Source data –
--
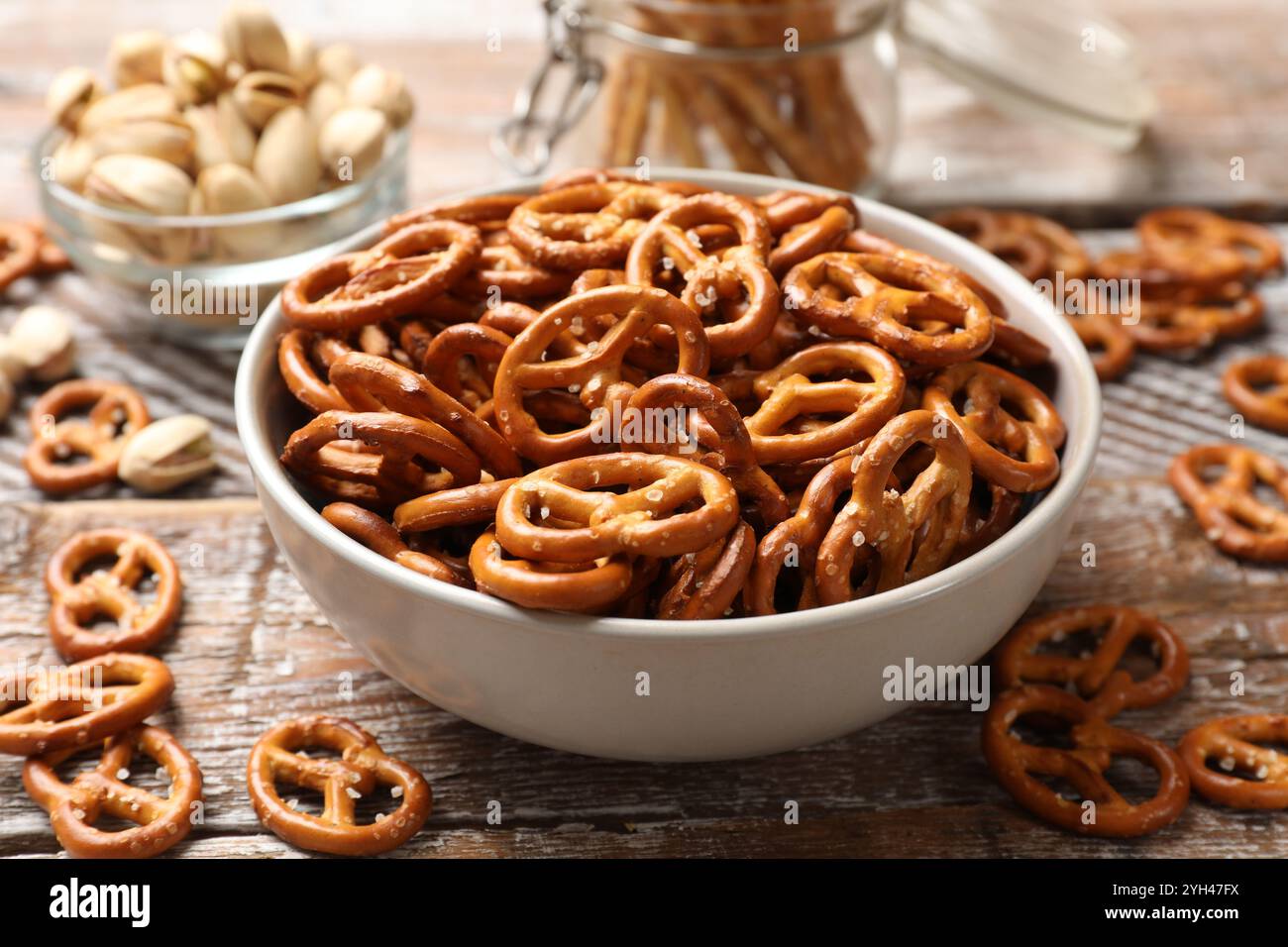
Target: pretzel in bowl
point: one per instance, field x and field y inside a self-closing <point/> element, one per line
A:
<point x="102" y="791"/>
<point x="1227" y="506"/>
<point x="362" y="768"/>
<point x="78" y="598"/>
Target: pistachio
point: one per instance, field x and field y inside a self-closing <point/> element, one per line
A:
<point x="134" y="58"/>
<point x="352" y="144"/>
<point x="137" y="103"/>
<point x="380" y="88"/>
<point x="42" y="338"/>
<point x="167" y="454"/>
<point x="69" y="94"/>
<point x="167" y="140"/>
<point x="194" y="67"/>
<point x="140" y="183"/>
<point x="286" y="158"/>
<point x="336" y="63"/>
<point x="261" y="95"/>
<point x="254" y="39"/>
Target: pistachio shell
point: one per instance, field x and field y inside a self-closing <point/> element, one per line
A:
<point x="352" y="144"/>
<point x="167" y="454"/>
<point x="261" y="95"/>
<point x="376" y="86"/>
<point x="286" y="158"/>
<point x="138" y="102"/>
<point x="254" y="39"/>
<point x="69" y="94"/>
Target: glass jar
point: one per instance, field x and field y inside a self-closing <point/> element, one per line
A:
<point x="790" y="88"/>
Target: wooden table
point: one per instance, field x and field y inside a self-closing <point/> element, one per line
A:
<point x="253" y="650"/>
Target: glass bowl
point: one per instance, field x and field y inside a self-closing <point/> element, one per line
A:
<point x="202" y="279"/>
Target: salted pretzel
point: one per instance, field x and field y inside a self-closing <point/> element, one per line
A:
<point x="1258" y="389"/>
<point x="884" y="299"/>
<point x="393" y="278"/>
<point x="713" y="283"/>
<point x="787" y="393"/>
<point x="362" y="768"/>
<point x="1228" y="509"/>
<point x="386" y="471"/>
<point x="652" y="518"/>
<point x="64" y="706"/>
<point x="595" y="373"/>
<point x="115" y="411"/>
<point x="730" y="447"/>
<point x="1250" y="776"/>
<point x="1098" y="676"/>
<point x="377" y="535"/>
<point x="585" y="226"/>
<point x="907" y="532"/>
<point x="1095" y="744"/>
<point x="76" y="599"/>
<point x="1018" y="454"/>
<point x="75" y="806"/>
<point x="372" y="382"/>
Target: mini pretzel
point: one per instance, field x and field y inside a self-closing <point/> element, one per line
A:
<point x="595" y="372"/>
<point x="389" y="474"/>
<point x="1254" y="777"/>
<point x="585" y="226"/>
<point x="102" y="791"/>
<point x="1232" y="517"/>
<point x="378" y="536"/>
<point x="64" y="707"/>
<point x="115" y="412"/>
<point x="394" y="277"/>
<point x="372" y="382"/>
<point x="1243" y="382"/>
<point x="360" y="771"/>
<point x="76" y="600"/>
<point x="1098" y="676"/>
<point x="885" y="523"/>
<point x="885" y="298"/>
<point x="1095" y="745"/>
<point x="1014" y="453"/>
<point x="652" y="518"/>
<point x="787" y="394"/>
--
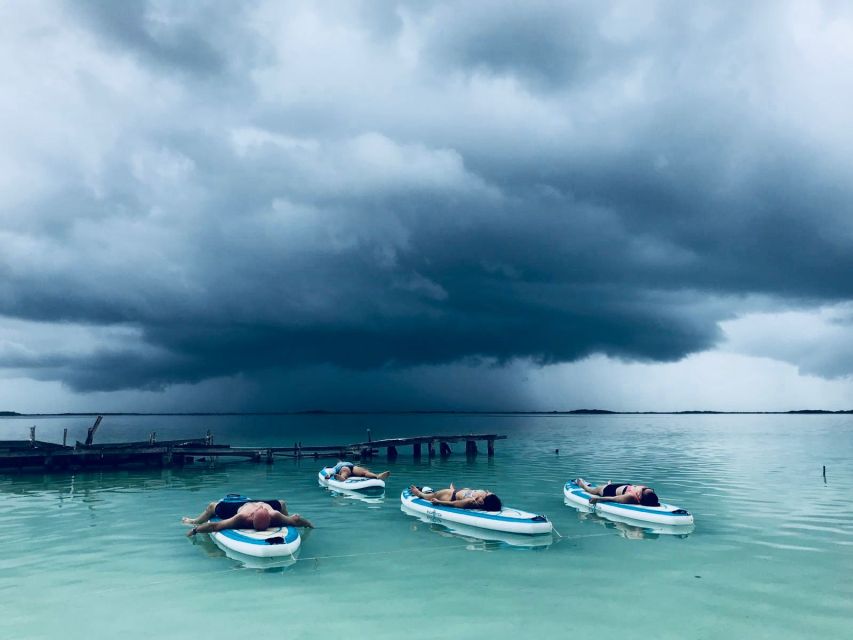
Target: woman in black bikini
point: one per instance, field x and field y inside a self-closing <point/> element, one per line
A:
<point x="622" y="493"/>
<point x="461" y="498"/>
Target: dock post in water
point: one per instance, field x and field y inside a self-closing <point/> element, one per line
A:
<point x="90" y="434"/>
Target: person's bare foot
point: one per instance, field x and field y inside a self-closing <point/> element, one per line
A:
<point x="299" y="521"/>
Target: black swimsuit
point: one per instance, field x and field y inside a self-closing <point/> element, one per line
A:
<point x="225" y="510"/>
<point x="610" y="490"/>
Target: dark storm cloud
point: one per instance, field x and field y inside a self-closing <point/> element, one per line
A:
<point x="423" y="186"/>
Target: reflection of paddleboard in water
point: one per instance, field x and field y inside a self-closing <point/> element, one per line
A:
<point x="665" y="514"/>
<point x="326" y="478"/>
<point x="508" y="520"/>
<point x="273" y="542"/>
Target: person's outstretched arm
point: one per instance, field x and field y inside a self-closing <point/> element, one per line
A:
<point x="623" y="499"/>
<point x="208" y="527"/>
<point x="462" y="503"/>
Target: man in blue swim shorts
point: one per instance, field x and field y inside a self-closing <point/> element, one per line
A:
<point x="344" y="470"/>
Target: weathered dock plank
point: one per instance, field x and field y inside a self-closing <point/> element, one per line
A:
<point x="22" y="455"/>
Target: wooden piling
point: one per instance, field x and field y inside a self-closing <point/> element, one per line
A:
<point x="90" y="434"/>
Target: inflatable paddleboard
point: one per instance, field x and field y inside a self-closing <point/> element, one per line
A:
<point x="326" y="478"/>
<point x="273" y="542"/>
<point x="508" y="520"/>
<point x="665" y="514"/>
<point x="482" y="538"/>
--
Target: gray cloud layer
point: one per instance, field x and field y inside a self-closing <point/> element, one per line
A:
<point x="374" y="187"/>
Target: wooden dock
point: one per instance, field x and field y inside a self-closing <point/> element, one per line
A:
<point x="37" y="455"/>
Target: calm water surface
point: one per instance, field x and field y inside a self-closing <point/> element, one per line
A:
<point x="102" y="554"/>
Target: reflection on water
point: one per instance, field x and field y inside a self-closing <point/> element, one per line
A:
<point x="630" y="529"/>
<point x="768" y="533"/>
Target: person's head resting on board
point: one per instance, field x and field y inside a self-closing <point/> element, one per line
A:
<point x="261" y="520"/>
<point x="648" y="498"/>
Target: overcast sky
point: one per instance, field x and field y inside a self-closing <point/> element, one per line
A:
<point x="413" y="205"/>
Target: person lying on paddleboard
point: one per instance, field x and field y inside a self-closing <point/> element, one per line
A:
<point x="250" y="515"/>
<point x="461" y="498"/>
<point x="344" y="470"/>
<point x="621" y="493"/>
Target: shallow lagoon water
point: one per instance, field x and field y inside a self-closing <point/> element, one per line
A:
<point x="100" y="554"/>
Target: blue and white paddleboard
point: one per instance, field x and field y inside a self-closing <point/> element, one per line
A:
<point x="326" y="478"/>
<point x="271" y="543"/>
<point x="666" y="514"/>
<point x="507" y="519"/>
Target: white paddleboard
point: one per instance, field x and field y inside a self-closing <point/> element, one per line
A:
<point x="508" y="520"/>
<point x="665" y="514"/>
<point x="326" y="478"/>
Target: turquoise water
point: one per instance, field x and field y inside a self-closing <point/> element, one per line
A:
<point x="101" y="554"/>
--
Task to carry out – From the records above, count the lines that contain "pistachio". Only the number should be written.

Response to this exercise – 2